Back

 Industry News Details

 
Five Reasons Why Organic Data Is Healthy For A Data Science Model Posted on : Sep 15 - 2021

Text data is one of the largest forms of unstructured data and is ever-growing. At Reorg, I work with large amounts of financial text data every day. One challenge of working with text data is that you need a large training data set to build robust models. You also need good, organic training data, which will be described in further detail in this article.

Machine learning (ML) models are only as good as the data used to train them. Over the years, I have collected training data to train several supervised ML models from databases where the data was labeled as part of some business process — or new training data from subject matter experts (SMEs), project managers and product managers. It is important to put in effort and time to ensure your training data is organic, meaning it is rich, robust and reliable.

In this short article, I will share five things (that fall under the acronym "CARES") to care about when collecting training data for training supervised ML models, particularly when using text-based data.

========================================

What you should do: In the article on organic training data above, please list the three qualities that the text says organic training data has.

(Coordinate annotation records)
========================================

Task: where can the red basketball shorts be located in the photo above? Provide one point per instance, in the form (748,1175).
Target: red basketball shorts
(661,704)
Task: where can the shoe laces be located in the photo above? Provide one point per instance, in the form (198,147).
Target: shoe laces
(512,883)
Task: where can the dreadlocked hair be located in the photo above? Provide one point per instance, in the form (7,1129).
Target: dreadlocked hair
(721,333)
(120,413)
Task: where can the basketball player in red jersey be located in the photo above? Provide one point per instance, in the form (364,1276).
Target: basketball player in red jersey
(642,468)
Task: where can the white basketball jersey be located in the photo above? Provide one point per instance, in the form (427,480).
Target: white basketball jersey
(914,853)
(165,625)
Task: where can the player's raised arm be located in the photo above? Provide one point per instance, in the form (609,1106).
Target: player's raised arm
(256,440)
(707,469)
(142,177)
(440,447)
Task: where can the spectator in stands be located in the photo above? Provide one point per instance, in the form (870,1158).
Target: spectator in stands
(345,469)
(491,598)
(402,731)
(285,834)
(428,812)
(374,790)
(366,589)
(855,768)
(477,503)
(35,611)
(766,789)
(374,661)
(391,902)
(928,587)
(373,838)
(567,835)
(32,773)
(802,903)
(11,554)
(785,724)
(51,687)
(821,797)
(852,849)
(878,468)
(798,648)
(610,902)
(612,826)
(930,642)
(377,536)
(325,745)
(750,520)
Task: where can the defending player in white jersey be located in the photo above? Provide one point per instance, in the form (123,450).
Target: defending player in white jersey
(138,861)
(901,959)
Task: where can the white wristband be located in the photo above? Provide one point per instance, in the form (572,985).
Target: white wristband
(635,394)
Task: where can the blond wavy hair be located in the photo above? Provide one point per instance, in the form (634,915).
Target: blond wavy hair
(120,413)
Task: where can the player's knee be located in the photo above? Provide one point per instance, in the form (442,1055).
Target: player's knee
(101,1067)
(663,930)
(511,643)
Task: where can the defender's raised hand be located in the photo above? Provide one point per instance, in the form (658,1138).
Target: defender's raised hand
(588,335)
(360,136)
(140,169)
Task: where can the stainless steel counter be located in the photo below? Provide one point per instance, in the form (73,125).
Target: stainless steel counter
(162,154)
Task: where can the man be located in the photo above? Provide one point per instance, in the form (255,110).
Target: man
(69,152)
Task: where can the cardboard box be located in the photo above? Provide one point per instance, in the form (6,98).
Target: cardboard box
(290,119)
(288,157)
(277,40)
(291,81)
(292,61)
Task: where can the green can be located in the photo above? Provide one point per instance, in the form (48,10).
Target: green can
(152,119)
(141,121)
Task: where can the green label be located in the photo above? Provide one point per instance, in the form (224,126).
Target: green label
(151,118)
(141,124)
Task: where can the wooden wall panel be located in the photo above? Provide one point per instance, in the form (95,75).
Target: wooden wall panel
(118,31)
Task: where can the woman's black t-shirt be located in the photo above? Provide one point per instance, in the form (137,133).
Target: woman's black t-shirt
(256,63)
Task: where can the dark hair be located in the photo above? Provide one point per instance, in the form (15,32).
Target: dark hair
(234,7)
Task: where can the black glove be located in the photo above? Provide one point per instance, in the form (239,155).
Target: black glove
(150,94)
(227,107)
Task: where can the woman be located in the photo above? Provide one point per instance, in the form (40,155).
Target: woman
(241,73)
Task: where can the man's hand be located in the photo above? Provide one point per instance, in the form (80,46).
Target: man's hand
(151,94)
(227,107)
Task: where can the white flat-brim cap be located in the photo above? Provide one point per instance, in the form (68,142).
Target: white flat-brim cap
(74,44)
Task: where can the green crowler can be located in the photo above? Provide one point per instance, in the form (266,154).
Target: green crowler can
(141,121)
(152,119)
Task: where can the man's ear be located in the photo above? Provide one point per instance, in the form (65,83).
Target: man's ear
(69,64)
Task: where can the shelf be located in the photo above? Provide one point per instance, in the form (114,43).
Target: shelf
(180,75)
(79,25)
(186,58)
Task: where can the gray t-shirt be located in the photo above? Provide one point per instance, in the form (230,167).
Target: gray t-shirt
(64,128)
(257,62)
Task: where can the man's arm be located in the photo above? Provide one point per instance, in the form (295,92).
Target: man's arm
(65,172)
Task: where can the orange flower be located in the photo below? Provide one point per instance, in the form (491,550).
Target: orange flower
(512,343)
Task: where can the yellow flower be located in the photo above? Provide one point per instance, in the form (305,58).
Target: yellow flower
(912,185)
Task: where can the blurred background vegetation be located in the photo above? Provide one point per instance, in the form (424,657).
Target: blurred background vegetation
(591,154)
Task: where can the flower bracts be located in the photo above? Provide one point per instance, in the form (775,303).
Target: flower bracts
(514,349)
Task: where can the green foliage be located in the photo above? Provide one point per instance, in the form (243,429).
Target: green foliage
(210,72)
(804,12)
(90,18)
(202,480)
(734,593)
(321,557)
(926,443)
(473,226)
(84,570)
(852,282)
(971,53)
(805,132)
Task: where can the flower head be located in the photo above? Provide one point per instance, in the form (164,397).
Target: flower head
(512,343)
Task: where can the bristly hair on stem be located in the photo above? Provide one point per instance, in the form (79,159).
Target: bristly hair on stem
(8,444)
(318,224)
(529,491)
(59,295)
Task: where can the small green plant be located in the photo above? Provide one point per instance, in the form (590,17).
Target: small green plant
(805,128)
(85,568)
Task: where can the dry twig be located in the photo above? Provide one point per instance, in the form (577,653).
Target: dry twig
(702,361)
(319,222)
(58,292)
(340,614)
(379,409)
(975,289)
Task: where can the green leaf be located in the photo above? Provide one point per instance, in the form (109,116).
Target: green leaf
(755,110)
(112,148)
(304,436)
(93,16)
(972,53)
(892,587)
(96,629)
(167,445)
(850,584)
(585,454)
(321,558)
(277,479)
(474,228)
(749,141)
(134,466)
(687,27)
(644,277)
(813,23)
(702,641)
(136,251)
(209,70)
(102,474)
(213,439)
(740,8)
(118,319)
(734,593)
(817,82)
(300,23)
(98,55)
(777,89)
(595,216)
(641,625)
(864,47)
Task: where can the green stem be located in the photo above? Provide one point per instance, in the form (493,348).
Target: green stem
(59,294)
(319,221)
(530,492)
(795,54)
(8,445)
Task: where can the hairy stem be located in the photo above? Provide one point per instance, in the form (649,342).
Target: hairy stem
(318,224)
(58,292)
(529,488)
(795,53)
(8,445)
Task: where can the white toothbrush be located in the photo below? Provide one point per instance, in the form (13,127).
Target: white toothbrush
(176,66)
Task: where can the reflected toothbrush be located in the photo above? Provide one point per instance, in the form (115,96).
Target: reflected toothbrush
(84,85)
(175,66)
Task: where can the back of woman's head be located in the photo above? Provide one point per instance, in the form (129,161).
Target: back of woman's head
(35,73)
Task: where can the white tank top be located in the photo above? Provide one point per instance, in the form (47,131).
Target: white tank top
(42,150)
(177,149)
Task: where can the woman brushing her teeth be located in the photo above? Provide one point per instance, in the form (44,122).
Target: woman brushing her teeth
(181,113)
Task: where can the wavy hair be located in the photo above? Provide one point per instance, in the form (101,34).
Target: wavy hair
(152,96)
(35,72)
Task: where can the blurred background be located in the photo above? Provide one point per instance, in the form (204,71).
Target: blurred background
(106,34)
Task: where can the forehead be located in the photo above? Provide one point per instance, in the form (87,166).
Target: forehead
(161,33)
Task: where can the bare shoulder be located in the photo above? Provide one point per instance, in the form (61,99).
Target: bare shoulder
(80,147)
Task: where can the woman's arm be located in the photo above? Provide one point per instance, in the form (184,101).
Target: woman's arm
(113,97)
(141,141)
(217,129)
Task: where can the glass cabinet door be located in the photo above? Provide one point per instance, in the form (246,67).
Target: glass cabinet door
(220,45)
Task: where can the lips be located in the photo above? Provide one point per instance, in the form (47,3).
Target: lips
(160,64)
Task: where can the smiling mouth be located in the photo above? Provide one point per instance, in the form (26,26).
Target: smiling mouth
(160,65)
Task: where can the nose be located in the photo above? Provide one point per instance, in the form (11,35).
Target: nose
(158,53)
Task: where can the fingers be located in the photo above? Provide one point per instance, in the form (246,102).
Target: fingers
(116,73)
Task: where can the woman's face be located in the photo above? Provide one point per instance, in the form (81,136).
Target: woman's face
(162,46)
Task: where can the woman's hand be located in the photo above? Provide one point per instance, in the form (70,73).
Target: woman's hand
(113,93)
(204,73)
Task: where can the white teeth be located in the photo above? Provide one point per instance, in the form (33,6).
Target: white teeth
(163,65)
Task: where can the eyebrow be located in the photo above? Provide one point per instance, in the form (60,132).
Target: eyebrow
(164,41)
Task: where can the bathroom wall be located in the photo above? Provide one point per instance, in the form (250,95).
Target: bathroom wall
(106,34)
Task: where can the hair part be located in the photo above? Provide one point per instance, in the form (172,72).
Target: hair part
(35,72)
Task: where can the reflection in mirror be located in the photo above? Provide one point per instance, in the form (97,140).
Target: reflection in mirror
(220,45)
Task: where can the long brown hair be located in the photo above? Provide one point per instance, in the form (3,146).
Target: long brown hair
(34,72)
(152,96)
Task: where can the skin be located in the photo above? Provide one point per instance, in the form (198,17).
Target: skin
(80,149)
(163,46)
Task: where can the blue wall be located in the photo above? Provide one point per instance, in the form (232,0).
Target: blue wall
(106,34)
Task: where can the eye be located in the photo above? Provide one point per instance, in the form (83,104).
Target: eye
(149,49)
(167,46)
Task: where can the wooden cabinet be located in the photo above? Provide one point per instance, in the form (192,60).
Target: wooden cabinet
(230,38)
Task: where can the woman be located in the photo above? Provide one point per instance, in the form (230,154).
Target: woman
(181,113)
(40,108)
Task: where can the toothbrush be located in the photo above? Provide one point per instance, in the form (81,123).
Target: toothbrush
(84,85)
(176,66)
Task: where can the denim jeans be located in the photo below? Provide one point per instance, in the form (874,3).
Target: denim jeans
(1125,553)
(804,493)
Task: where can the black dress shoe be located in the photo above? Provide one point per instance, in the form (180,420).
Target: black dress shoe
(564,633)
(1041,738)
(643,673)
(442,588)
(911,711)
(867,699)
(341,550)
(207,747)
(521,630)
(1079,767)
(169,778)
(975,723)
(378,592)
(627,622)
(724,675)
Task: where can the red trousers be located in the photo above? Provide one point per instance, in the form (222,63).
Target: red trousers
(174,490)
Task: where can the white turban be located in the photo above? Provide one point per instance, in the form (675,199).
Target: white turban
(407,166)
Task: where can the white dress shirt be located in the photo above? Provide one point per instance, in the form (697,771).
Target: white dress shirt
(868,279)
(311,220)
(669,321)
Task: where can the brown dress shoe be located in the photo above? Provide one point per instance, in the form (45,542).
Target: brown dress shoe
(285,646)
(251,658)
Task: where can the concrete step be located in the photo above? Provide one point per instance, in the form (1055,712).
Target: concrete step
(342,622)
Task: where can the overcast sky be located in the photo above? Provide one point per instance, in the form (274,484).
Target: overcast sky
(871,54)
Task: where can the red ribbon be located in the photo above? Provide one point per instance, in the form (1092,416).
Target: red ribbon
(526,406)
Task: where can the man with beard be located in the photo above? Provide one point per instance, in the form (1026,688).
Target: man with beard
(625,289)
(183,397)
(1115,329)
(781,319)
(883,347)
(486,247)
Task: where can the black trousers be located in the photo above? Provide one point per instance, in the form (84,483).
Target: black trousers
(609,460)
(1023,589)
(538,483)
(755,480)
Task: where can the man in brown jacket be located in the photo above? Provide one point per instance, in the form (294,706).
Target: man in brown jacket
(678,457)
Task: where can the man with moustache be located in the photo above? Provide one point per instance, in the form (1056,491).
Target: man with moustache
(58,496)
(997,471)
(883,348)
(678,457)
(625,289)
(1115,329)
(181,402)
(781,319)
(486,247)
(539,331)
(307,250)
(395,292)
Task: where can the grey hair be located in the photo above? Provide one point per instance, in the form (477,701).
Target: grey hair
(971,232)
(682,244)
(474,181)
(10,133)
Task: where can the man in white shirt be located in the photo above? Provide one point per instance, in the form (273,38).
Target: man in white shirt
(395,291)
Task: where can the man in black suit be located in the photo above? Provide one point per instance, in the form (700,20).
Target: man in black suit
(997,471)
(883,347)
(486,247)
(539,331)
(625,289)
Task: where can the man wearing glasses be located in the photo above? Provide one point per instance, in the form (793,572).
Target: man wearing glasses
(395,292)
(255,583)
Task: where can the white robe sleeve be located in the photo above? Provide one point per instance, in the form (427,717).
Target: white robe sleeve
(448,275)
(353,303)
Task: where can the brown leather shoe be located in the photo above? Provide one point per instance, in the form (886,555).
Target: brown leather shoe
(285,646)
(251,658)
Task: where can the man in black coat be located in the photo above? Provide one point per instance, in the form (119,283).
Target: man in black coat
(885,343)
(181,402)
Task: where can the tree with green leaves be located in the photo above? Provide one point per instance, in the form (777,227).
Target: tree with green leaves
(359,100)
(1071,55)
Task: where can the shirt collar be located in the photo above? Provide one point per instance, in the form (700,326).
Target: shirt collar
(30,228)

========================================

Result for this task:
- Rich
- Robust
- Reliable